/---

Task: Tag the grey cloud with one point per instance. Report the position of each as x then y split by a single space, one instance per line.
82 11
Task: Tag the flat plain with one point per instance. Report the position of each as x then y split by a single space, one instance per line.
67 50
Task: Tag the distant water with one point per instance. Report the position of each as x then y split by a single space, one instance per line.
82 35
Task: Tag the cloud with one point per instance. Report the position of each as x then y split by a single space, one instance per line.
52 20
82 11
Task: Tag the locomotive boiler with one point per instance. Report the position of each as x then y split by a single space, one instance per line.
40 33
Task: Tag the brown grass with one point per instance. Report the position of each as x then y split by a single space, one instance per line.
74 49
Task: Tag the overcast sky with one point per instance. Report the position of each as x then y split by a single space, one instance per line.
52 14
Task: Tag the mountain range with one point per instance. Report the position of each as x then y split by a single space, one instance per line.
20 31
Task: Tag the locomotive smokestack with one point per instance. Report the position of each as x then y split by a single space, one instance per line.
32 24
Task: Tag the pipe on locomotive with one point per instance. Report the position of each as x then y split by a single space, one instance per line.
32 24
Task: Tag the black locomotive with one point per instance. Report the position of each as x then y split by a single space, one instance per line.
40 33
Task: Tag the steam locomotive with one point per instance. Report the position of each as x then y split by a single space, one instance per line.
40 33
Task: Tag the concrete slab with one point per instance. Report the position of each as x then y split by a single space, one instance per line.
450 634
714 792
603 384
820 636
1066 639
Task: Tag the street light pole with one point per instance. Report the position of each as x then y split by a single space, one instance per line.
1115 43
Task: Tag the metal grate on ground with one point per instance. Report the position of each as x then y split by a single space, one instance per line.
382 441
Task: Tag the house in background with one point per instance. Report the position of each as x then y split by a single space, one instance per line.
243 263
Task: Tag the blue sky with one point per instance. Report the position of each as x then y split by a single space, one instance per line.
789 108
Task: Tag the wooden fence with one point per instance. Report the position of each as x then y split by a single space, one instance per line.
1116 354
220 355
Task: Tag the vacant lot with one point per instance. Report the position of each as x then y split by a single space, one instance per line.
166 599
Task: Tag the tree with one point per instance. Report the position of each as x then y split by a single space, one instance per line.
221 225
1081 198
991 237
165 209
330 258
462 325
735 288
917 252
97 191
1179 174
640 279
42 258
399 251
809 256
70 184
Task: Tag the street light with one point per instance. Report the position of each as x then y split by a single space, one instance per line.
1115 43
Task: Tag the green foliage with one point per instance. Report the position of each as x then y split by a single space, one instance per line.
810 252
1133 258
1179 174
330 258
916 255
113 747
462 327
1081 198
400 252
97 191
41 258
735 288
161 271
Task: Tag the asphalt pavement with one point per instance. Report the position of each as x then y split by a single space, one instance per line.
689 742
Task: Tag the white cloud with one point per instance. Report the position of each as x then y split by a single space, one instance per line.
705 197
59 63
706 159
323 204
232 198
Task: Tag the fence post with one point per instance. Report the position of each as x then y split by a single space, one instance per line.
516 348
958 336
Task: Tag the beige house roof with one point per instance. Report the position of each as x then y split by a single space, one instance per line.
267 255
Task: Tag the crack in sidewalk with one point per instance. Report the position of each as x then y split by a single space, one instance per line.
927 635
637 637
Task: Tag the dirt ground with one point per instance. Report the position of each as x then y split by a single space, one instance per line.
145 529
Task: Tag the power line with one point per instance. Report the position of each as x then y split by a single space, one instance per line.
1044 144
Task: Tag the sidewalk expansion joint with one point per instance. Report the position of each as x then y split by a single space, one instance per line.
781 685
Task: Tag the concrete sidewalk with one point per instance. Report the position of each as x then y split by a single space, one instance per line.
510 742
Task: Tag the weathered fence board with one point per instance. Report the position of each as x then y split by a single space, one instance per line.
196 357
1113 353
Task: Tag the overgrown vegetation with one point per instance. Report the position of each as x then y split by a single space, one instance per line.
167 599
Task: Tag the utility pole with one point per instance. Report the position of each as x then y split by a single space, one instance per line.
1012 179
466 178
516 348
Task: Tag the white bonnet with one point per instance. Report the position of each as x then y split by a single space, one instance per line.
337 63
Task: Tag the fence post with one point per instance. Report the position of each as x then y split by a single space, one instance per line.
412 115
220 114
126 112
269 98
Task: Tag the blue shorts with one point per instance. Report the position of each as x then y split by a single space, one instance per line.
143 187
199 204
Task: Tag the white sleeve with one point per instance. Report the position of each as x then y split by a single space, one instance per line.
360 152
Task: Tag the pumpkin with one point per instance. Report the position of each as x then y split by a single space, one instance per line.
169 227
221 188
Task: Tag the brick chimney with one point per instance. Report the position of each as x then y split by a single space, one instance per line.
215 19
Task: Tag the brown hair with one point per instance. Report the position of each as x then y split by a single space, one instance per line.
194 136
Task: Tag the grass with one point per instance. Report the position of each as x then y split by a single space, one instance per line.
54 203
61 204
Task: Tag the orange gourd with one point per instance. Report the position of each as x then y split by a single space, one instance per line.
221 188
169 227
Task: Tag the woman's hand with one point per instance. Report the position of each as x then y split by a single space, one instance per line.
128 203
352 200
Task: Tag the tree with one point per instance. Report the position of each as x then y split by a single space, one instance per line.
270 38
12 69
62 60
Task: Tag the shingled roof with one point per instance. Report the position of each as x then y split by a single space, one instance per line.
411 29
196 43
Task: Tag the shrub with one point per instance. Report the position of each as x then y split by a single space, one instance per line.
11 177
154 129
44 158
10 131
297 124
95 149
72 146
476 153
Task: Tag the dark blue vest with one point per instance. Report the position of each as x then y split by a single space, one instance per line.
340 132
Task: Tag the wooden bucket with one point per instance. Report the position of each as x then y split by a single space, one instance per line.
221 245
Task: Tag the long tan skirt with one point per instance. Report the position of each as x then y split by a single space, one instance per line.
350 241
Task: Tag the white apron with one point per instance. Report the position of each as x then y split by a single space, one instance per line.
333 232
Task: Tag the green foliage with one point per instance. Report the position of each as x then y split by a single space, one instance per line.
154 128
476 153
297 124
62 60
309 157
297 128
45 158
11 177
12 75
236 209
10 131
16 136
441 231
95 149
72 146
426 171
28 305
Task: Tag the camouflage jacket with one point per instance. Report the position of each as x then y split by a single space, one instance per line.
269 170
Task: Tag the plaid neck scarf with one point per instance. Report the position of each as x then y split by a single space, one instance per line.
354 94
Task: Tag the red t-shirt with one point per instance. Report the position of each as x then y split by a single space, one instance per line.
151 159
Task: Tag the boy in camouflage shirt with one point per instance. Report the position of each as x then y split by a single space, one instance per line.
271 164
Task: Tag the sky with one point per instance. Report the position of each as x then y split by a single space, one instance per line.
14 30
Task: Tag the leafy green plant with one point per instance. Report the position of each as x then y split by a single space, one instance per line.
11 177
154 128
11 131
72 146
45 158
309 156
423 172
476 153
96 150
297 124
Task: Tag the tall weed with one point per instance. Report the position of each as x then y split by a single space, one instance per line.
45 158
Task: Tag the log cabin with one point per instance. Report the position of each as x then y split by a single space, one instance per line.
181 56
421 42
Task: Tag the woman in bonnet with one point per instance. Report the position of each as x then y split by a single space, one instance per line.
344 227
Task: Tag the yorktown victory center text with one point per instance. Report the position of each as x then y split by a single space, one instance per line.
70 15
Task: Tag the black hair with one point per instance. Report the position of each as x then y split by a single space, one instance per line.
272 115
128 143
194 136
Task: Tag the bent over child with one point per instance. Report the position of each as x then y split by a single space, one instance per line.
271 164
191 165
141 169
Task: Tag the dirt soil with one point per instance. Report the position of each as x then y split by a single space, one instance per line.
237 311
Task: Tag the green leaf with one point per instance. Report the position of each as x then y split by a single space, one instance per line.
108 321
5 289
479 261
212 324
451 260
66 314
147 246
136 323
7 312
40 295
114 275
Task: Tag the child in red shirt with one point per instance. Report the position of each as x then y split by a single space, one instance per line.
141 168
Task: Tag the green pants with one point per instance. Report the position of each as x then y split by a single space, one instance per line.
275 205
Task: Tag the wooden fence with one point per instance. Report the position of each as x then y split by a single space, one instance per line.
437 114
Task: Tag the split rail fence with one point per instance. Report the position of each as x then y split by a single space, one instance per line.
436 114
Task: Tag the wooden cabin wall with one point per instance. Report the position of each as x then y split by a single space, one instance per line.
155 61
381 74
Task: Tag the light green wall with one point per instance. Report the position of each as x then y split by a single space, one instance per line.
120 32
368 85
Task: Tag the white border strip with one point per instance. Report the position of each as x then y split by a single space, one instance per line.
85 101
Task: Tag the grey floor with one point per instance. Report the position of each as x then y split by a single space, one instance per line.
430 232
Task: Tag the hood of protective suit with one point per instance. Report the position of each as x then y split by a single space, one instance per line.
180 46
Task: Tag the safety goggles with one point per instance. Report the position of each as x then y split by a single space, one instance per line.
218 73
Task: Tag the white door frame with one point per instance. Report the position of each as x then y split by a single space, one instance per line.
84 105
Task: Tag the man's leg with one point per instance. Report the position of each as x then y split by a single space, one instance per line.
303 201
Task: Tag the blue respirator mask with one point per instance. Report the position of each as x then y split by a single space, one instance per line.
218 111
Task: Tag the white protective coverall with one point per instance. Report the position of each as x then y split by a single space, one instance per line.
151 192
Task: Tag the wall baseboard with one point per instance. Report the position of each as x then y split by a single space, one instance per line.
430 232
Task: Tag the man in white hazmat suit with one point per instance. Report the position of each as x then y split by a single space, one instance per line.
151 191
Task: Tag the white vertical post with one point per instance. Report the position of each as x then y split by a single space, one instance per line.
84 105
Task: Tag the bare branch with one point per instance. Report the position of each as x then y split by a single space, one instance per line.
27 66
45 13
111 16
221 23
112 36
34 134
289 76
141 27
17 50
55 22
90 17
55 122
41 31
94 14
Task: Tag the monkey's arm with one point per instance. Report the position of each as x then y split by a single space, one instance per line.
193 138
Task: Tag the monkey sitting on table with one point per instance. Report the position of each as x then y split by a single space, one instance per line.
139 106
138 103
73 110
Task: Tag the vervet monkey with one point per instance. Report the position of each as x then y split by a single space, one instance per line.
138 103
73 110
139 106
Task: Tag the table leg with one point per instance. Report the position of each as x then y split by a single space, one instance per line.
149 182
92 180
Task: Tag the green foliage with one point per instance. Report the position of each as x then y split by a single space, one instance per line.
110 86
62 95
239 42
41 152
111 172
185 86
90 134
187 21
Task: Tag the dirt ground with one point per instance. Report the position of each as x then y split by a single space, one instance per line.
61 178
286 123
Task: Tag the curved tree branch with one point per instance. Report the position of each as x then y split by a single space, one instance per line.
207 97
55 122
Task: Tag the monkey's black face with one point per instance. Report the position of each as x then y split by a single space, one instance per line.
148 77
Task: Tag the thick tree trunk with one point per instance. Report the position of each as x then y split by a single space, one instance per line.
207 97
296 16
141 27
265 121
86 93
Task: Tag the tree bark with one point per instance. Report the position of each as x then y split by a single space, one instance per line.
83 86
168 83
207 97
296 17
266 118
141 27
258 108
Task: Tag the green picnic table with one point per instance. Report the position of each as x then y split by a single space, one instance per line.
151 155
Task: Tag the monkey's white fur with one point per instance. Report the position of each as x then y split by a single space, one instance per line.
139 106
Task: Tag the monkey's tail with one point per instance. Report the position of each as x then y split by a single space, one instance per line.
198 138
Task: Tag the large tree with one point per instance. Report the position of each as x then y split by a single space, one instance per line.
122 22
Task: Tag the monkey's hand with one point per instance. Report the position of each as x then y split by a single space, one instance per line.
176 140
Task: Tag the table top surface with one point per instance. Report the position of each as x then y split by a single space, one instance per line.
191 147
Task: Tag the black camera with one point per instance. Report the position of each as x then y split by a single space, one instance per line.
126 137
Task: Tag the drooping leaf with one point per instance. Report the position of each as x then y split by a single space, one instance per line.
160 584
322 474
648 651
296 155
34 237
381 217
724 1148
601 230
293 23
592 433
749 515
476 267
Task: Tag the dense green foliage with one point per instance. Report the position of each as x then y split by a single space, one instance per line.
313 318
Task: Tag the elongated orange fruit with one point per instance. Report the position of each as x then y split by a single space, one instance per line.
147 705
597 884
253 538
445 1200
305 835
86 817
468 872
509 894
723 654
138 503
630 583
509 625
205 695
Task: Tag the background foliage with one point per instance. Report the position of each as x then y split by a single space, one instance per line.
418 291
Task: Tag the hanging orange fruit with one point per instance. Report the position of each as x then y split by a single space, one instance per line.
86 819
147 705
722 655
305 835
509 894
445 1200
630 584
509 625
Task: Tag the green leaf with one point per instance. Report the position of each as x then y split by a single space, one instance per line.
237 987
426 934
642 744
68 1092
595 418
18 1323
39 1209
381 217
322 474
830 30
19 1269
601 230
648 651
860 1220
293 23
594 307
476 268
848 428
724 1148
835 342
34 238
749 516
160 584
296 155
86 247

\---

** To do **
Render the lines, starting with the line containing "Task: Tag the hanging" and continuing through the final line, as a Markdown table with columns Row and Line. Number each row and skip blank lines.

** Worked solution **
| Row | Line |
|---|---|
| 1 | Task: Tag the hanging orange fruit with one point per instance. Report the position of each as x then y split by a single space, one instance per line. |
| 2 | 86 819 |
| 3 | 147 705 |
| 4 | 722 655 |
| 5 | 305 835 |
| 6 | 509 894 |
| 7 | 445 1200 |
| 8 | 630 584 |
| 9 | 509 625 |
| 10 | Task: Tag the green leaf with one point per instance. Report the position of each as x then y split by a single space, one instance per line. |
| 11 | 237 987 |
| 12 | 426 934 |
| 13 | 642 744 |
| 14 | 68 1092 |
| 15 | 595 418 |
| 16 | 18 1323 |
| 17 | 39 1209 |
| 18 | 381 217 |
| 19 | 322 474 |
| 20 | 830 30 |
| 21 | 19 1269 |
| 22 | 601 230 |
| 23 | 648 651 |
| 24 | 860 1220 |
| 25 | 293 23 |
| 26 | 594 307 |
| 27 | 476 268 |
| 28 | 848 428 |
| 29 | 724 1148 |
| 30 | 835 342 |
| 31 | 34 238 |
| 32 | 749 516 |
| 33 | 160 584 |
| 34 | 296 155 |
| 35 | 86 247 |